**What is needed**
Extend the essay about the parable of the messiah and his head coverings, starting right after its final sentence.

**Passage shown**
○ ○ ○ ○

Growing up in an Orthodox circle, there was a poem I’d heard by Rabbi Yitchok Feigenbaum, about the messiah coming to town to announce his presence. But upon seeing his head covering, which was not theirs, the people of the town told him he must not be the messiah, as the messiah would wear a top hat. And so the messiah put on a top hat, and went to the next town, wherein the people told him, no, you must not be the messiah, he would be wearing a fur hat, and so on, until the messiah gets tired of seeking a correct hear covering and leaves.
The message is clear and it tells a child (or adult) who hears it the importance of not judging books by their covers, and to respect people who aren’t like you.
But through this beautiful message about a head covering not defining a Jew, it never occurred to me as a child that the messiah, of course, might not wear a head covering at all. It took me many years before I realized that.
You obviously look for a messiah who looks like you or thinks like you, even remotely so. And so for the most part, the religious community never assumed that its secular brothers could be the messiah, as they were nothing like the religious.
A couple approximations were made: some thought that Herzl could have been at least a prelude to the messiah who was meant to come from the tribes of Joseph (Rabbi Kook gave a eulogy for him to this extent), while others assumed they could, at best, be the messiah’s donkey. This goes without saying that our people knew how to create more colorful analogies for these other Jews, such as Empty Wagons and so on. But that they themselves could be the messiah? Definitely not.

○ ○ ○ ○

**Recorded data**
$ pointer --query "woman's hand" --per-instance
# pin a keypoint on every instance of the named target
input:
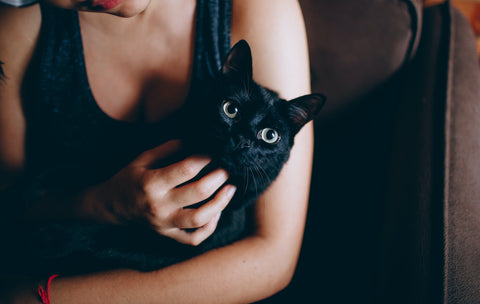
(158, 196)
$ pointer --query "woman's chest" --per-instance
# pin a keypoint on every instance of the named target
(141, 76)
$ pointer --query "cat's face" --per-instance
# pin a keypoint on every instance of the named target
(250, 129)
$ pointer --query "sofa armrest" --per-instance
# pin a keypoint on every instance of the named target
(431, 233)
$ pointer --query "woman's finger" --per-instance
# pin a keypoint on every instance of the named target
(193, 218)
(196, 237)
(199, 190)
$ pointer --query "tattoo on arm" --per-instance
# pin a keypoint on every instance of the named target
(2, 74)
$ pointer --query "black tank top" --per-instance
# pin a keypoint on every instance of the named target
(67, 132)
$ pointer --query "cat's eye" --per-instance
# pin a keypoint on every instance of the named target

○ ○ ○ ○

**Result**
But it was, in fact, the seculars who brought back the messianic ideal, not as a belief but as a goal: to redeem people, and the Jewish community as a whole, through being their own messiah, and no longer waiting for a religious one to show up. In the same way that Hassidism brought the ability to fix the broken world to the simple peasant, Zionism brought a means of redeeming the Jewish people to the simple Jew. The state was built, overwhelmingly, by people who did not believe in waiting any more, and were happy to be their own messiahs.
It is no shock that during the past six months of protests, and especially in the past three weeks, the protest rhetoric became one of Churban Bayit, Temple destruction. To a secular Israeli, one need not wait for messiah, one must continue the messiah’s work, and one must not allow the messianic age to lapse.
Is that my people have taken such drastic measures? Is that why people have decided that the social contract to which they agreed with the state, the economy, the army, is null and void, because they too followed a false messiah?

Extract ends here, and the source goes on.